* Short exercise:
Please revise the data between the line holding "Please segment every instance of the orange" and the line holding "157L790 168L790 186L782", inclusive, so that "orange cloud" becomes "storm cloud" and nothing else changes. Return only those lines.
────────────────────────────────────────
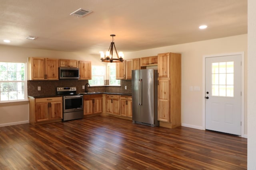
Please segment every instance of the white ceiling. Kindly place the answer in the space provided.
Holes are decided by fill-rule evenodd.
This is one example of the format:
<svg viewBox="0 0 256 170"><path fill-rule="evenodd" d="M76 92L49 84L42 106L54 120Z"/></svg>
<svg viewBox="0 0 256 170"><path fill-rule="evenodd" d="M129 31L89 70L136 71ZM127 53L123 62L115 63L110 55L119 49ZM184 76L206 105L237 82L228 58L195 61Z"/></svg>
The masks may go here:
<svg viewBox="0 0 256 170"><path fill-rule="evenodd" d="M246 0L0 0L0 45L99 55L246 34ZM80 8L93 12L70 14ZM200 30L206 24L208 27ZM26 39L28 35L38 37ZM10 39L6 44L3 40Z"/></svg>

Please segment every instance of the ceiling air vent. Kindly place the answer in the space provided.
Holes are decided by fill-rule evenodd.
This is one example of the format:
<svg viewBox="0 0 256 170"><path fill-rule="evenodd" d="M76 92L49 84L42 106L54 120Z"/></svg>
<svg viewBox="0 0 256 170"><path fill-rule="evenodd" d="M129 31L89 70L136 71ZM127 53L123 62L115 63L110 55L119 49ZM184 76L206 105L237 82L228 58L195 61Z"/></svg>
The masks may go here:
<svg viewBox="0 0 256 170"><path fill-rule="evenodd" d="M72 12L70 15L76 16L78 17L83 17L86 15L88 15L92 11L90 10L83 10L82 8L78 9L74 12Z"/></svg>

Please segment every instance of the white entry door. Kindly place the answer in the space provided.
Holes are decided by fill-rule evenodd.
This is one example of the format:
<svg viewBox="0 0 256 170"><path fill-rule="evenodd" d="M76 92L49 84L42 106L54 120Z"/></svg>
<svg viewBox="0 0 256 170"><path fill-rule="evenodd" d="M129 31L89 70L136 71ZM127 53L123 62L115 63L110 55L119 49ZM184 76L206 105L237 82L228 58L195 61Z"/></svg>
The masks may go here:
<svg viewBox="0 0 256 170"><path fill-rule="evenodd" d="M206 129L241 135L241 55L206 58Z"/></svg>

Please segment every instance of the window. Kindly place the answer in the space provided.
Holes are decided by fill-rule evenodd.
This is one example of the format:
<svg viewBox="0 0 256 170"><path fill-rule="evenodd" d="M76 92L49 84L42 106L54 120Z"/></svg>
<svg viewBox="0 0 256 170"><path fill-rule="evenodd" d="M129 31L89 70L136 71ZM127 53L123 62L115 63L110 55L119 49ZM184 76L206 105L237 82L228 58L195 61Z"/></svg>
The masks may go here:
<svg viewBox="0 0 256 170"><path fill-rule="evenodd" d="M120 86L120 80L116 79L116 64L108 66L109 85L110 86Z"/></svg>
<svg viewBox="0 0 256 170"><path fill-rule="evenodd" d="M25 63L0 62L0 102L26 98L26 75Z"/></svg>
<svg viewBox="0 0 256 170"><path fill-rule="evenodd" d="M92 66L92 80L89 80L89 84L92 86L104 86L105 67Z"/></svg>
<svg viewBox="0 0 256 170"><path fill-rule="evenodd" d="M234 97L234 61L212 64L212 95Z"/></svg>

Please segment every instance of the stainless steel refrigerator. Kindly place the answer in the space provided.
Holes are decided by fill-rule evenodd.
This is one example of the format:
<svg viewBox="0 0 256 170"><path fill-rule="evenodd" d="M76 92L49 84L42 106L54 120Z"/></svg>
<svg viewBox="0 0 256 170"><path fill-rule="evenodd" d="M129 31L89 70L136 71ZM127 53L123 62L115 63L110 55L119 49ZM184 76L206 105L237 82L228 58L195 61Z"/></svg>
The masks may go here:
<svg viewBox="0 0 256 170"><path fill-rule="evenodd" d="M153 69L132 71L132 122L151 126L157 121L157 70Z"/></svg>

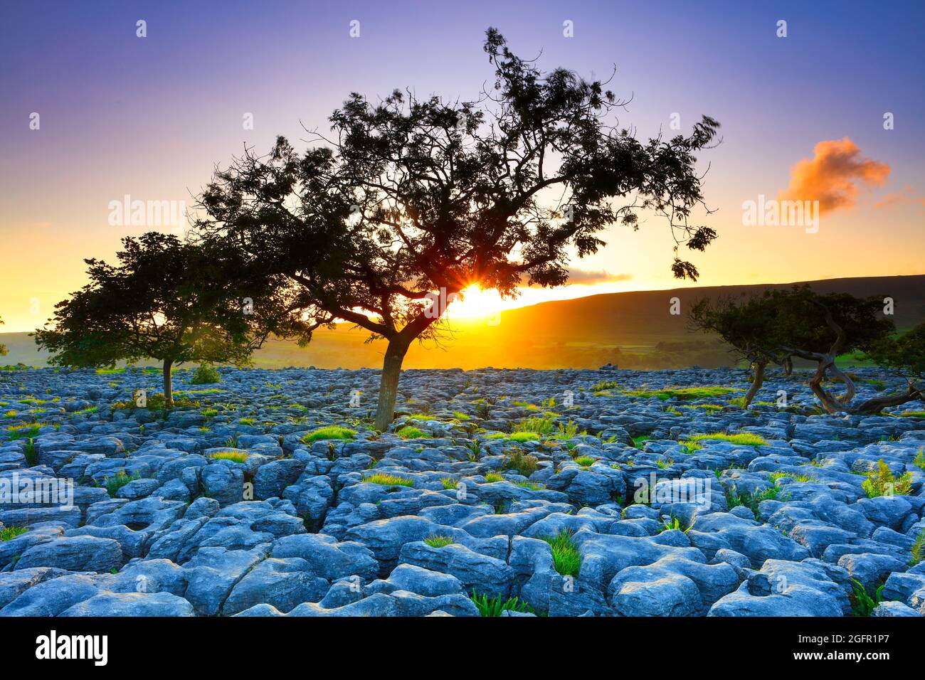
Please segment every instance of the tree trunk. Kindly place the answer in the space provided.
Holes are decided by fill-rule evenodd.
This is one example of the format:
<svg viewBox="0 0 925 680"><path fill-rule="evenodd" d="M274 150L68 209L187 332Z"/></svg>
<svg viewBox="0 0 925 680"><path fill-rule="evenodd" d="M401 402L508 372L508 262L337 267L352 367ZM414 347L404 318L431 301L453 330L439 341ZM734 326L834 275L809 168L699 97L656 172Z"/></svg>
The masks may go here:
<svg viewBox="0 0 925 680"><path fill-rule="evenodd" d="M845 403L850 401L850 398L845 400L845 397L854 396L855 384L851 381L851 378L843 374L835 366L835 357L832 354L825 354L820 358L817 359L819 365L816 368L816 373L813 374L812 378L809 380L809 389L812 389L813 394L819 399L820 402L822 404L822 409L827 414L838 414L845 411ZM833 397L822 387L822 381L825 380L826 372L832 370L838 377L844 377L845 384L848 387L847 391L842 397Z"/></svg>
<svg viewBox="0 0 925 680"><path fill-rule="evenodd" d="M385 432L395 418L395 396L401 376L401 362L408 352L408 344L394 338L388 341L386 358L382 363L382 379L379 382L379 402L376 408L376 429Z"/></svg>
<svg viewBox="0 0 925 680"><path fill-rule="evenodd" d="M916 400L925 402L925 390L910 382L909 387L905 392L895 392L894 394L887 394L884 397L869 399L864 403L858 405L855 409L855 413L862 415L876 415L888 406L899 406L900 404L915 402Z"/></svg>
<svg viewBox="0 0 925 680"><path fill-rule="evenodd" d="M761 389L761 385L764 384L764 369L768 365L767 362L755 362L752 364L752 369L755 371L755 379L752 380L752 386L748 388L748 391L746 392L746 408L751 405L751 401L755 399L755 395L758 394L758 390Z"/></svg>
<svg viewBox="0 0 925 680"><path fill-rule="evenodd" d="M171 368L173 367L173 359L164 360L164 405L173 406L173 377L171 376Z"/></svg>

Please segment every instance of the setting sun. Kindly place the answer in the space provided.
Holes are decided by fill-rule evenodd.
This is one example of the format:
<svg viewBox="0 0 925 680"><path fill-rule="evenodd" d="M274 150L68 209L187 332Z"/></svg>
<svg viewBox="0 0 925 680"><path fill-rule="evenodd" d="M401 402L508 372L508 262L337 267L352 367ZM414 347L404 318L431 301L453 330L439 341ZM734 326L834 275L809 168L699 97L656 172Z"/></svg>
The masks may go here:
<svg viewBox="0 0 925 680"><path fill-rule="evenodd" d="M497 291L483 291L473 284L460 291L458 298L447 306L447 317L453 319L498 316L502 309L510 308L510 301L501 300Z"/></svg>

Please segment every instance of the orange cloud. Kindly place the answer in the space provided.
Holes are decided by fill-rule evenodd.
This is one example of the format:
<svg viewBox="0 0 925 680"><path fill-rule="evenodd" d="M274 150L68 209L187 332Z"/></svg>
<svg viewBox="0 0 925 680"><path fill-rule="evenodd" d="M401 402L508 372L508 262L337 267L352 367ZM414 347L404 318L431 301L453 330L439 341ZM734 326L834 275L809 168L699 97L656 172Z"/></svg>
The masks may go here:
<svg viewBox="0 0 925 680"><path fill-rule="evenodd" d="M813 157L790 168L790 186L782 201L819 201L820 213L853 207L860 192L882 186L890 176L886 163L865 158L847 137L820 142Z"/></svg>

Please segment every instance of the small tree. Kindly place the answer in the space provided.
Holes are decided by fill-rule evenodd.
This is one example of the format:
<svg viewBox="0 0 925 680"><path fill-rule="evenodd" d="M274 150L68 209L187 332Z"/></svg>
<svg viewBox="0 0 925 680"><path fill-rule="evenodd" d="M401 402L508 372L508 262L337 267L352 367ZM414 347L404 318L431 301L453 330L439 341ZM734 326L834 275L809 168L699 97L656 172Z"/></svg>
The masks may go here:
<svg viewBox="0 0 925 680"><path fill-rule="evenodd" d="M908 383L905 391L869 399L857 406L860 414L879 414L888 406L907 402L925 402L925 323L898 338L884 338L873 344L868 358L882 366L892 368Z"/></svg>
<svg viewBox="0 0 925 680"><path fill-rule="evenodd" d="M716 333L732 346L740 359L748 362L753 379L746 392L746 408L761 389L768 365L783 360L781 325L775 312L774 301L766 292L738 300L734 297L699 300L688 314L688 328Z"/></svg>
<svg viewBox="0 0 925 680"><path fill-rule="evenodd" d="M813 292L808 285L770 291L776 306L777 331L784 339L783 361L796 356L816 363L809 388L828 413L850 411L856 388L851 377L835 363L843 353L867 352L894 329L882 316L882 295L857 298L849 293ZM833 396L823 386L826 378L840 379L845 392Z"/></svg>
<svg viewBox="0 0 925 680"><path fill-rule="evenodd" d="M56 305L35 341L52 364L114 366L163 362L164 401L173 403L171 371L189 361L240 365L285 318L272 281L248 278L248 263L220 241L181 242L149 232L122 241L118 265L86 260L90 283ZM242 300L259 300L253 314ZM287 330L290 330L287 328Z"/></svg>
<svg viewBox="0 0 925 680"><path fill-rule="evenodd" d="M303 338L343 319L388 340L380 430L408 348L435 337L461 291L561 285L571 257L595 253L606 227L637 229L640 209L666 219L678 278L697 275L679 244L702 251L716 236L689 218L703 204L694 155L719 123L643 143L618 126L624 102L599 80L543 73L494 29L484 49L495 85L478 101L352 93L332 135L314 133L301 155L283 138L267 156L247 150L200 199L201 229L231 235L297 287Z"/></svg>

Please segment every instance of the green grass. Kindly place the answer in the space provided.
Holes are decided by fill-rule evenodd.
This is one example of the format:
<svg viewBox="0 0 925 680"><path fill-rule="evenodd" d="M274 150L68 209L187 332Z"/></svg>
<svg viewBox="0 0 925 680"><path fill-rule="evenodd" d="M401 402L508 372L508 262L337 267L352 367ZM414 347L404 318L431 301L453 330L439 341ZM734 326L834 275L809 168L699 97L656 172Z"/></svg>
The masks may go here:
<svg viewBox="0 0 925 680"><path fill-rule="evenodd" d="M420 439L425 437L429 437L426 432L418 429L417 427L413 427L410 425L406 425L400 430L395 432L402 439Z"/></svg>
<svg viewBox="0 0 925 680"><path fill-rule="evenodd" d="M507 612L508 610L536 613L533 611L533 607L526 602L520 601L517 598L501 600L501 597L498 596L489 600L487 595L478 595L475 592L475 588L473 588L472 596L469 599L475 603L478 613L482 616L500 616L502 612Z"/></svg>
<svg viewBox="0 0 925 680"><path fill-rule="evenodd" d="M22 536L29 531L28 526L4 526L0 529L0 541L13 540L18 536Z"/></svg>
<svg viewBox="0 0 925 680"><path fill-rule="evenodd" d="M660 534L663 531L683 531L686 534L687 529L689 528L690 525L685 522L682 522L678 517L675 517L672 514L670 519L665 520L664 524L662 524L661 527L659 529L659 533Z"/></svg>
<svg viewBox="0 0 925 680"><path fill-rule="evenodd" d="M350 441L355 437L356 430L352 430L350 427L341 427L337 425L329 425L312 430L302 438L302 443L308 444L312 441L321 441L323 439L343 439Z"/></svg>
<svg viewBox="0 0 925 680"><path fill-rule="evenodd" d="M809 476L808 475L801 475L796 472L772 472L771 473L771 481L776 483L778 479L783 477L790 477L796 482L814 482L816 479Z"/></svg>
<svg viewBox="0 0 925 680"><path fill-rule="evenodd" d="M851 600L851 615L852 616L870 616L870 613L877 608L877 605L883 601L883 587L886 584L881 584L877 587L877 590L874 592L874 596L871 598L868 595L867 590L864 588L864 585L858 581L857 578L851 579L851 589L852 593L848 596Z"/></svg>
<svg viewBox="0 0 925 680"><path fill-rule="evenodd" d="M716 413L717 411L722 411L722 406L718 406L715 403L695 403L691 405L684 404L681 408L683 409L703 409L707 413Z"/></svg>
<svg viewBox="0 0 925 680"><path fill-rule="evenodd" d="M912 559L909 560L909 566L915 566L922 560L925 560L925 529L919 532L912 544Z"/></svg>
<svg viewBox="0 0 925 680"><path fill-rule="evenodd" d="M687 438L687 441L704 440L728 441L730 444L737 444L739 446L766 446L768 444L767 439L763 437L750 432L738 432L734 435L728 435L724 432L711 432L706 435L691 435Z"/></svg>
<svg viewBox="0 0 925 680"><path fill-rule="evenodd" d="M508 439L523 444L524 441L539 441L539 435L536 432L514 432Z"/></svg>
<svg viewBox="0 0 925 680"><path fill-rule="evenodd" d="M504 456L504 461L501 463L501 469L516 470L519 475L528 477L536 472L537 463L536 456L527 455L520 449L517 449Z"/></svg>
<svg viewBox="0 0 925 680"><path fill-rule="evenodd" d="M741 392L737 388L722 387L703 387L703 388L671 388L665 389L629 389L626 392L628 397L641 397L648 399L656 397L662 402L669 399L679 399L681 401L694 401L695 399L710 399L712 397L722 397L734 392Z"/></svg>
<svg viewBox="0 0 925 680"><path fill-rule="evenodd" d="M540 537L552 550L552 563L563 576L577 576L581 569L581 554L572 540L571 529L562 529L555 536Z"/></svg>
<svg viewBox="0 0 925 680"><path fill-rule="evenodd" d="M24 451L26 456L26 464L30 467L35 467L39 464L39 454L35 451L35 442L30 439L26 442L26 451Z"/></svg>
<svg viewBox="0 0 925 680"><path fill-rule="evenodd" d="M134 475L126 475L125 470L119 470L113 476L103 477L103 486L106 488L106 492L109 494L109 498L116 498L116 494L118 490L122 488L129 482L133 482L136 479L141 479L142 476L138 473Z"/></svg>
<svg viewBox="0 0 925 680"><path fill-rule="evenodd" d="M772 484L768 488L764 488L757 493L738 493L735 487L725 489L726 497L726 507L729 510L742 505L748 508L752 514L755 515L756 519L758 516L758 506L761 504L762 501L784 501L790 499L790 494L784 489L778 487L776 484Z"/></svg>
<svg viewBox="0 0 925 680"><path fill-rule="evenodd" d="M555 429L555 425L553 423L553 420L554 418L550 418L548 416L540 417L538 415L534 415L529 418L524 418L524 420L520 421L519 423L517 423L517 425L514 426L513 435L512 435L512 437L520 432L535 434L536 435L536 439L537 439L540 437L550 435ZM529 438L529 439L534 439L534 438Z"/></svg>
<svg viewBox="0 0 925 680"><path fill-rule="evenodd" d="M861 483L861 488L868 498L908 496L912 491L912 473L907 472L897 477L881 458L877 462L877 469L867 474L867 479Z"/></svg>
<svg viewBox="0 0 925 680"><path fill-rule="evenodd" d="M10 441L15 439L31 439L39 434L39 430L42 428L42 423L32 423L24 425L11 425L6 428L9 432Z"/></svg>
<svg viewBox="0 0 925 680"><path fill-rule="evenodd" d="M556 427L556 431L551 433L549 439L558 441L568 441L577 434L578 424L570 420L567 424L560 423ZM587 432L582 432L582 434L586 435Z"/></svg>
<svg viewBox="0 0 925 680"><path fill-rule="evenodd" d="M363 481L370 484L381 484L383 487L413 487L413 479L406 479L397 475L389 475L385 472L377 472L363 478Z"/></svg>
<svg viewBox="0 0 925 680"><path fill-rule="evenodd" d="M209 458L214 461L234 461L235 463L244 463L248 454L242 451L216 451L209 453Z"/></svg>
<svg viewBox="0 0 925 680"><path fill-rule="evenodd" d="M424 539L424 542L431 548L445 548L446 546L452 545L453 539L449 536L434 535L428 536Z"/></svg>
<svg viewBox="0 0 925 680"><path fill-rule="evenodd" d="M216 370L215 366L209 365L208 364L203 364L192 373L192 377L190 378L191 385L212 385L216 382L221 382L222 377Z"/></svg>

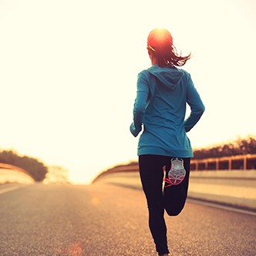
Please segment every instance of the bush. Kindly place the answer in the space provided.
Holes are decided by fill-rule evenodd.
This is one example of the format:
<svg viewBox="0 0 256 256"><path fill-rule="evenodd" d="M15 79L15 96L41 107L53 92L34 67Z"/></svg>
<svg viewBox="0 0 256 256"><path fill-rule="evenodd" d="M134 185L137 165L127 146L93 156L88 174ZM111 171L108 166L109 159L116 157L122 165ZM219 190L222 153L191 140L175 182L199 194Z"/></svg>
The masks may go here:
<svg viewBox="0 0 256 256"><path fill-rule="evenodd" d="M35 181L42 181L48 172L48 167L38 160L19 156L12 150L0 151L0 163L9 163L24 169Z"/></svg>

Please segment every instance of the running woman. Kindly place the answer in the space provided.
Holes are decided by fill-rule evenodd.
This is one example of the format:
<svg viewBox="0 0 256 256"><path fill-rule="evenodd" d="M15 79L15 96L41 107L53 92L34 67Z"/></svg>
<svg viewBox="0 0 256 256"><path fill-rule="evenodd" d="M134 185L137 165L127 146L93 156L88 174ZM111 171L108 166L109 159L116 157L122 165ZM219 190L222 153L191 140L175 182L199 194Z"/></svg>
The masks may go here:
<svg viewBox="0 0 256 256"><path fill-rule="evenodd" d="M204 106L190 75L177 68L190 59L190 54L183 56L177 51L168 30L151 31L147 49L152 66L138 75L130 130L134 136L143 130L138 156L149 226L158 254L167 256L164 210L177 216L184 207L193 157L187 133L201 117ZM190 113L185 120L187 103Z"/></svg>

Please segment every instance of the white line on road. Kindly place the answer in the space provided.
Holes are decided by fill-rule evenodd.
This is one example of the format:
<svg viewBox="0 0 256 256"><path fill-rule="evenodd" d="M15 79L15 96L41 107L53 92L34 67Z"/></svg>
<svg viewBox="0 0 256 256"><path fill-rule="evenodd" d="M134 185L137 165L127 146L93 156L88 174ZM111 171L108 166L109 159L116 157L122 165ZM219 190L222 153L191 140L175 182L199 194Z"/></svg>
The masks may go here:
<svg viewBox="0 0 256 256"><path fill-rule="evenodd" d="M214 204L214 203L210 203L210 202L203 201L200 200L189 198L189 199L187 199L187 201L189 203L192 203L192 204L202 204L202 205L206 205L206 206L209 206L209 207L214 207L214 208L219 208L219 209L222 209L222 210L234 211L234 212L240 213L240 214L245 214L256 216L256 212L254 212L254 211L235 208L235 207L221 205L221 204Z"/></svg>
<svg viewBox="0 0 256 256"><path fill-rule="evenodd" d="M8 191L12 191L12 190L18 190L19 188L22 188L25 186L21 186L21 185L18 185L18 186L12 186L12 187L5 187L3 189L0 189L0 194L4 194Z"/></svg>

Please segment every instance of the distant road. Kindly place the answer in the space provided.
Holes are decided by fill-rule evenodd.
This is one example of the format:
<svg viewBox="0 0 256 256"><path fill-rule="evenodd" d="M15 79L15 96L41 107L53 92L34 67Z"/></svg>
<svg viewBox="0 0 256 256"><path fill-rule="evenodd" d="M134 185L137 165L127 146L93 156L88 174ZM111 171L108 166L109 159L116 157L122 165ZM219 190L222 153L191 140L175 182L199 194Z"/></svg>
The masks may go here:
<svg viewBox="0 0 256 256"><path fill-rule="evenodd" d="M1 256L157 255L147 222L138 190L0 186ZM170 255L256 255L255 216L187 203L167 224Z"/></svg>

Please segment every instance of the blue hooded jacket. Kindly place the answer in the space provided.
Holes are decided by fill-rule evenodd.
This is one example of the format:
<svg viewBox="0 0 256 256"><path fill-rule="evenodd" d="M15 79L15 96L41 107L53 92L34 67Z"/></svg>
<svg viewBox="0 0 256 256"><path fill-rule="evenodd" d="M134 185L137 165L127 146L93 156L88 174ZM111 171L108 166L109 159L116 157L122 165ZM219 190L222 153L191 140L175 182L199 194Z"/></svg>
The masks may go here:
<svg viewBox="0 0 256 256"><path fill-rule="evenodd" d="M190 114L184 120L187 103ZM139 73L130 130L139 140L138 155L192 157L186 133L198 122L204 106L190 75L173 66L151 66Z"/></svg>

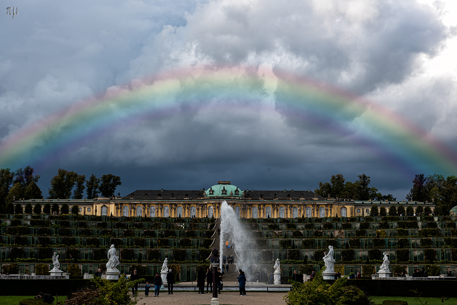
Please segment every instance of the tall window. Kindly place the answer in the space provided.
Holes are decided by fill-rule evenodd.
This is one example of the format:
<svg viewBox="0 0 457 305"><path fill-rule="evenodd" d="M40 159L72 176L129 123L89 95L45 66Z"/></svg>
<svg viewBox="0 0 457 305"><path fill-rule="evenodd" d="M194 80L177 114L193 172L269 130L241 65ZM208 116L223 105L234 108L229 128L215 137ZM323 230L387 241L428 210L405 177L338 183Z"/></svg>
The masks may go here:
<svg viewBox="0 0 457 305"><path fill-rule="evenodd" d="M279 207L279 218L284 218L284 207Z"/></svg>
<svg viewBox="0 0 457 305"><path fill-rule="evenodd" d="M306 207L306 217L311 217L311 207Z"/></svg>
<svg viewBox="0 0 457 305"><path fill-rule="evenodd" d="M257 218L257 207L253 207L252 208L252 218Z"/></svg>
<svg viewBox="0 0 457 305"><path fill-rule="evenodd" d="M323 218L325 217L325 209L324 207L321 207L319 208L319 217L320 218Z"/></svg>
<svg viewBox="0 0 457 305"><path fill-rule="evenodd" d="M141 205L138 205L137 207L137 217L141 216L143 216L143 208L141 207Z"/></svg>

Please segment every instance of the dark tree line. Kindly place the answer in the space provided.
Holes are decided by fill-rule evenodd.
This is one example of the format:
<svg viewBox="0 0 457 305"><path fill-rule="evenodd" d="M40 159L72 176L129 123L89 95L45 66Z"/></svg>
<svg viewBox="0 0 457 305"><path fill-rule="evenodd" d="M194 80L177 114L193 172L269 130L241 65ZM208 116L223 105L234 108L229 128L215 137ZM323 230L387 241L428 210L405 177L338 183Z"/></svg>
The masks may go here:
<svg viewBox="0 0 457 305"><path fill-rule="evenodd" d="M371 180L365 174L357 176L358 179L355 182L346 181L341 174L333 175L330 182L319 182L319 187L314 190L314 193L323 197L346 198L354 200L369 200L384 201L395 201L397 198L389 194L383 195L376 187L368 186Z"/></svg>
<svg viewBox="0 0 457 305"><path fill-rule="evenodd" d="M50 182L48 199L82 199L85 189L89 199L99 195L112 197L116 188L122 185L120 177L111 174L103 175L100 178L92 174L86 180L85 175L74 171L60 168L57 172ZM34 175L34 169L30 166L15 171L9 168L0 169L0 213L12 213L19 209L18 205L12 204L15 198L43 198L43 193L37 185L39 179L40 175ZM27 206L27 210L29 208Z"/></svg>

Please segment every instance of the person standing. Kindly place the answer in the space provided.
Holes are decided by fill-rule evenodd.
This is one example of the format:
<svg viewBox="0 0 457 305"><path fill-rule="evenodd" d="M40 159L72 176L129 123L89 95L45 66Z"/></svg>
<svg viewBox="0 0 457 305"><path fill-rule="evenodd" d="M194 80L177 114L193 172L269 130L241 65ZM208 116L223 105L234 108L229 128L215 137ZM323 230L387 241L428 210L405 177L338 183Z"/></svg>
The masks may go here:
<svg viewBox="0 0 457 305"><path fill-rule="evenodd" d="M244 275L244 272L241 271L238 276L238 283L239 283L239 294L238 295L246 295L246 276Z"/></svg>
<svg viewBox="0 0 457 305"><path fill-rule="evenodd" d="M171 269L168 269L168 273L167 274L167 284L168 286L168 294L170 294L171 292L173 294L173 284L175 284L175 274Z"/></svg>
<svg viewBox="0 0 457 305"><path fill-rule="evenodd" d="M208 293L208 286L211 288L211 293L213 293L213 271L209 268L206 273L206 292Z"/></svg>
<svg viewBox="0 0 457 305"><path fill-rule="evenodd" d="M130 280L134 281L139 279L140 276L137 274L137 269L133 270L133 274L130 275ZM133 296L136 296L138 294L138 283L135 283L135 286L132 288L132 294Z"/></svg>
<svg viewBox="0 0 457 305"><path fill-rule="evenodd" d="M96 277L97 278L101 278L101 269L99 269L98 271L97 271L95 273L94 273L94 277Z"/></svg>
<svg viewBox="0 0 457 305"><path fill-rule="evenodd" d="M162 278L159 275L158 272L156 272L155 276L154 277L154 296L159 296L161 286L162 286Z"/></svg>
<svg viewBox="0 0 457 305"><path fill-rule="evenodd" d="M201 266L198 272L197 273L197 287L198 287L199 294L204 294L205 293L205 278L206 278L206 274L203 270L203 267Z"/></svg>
────────────────────────────────────────
* Exercise result:
Please segment every instance of the storm cloud. Kindly place the answer in the space provided.
Holes are decided by fill-rule evenodd.
This is one example of the format:
<svg viewBox="0 0 925 680"><path fill-rule="evenodd" d="M274 150L68 209L187 332Z"/></svg>
<svg viewBox="0 0 925 680"><path fill-rule="evenodd" d="M401 402L508 372L508 262L337 267L352 367ZM414 347L404 318L431 301L453 330L439 341ZM734 326L834 275L809 168L699 97L656 172Z"/></svg>
The masks may go here:
<svg viewBox="0 0 925 680"><path fill-rule="evenodd" d="M813 157L790 168L790 186L782 201L819 201L820 213L853 207L860 192L882 186L890 176L886 163L865 158L847 137L820 142Z"/></svg>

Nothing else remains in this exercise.